* EXERCISE GOAL *
The required answer is an exact copy of every line from the beginning of the entries through the line with "[ ] a keypoint on each instance of the tire", with all pictures omitted.

* RECORDS SHOWN *
════════

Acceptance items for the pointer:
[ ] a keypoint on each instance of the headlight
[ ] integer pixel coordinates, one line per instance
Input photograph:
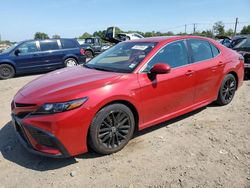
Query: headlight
(51, 108)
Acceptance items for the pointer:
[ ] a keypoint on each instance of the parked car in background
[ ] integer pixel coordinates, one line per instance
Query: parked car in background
(243, 47)
(236, 40)
(131, 86)
(93, 46)
(34, 56)
(113, 37)
(224, 40)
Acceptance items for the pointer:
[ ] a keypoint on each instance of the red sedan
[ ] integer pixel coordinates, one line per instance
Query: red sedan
(132, 86)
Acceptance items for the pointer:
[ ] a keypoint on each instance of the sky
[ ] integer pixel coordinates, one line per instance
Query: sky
(20, 19)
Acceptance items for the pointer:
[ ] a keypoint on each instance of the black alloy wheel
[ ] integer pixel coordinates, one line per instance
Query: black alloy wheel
(227, 90)
(6, 71)
(111, 129)
(114, 129)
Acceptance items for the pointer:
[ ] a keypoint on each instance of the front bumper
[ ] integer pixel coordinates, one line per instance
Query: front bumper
(54, 135)
(38, 141)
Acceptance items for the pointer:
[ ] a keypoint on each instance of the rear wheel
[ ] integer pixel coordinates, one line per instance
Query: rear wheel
(70, 62)
(227, 90)
(111, 129)
(6, 71)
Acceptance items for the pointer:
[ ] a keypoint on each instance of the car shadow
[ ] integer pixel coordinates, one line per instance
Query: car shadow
(13, 151)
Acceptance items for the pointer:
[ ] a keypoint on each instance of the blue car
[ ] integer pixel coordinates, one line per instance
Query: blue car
(35, 56)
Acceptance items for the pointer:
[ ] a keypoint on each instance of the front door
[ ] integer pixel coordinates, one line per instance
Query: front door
(167, 94)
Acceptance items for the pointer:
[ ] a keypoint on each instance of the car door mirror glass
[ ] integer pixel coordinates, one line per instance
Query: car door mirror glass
(17, 52)
(160, 68)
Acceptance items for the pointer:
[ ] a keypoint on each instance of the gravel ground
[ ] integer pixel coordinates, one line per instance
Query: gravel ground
(206, 148)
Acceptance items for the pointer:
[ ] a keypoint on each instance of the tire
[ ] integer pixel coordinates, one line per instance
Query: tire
(227, 90)
(111, 129)
(89, 54)
(6, 71)
(70, 62)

════════

* SOLUTION TO THIS PROBLEM *
Acceptance items for the pointer:
[ ] a keypoint on each instance of the headlight
[ ] integer pixel coordinates, one line per instance
Input photograph:
Query: headlight
(51, 108)
Acceptance items for the pointer:
[ ] a keypoint on each instance of the parked car in background
[ ] integer pixel coordinates, one line per instance
Query: parked car in background
(243, 47)
(236, 40)
(131, 86)
(93, 46)
(34, 56)
(113, 37)
(224, 40)
Acceptance items for the pointer:
[ ] a keypoint on each instance of the red sedan
[ ] integer pixel coordinates, one line per instance
Query: red sedan
(132, 86)
Acceptance items for the pointer:
[ ] a keypoint on each instance of the sky
[ ] integer pixel coordinates, one line per instance
Query: sky
(20, 19)
Acceptance items for the pointer:
[ ] a keypoint on each instance of the black alloy wheel
[ ] integer pixel coordinates, one line per instance
Query: black alloy wheel
(227, 90)
(6, 71)
(111, 129)
(114, 129)
Acceptance items for the pointer:
[ ] a keypoint on each instance of the front bumper
[ ] integer pixel coordinates, one line per instance
Query: front bumper
(54, 135)
(38, 141)
Acceptance items for the pointer:
[ ] a keypoint on each instance of the rear wheel
[ ] integer pixel coordinates, one line per instance
Query: rear wheel
(70, 62)
(227, 90)
(111, 129)
(6, 71)
Acceptance items for the pointer:
[ ] a keypoint on each instance of the car shadow
[ ] integer pixel coordinates, one line per instance
Query: car shadow
(13, 151)
Acceptance items for the pointer:
[ ] a keypoint on each instance of the blue car
[ ] integer pixel coordinates, one line per instance
Query: blue car
(35, 56)
Acceptance items for the pointer:
[ ] a keypoint on each instance of the front door
[ ] integer pixel coordinates, one line per instance
Query: front door
(167, 94)
Acceptance items for the pointer:
[ ] a keypoint on each instance of the car door mirror glass
[ ] integer pixel coordinates, one line per instance
Query: car door mirror glass
(17, 52)
(160, 68)
Acceptance items for the pointer:
[ ] a keypoint on each instance of the gravel ground
[ ] integer pixel coordinates, one line per instance
Query: gravel ground
(206, 148)
Acceptance items for the pointer:
[ ] a keypoint on each instance of the tire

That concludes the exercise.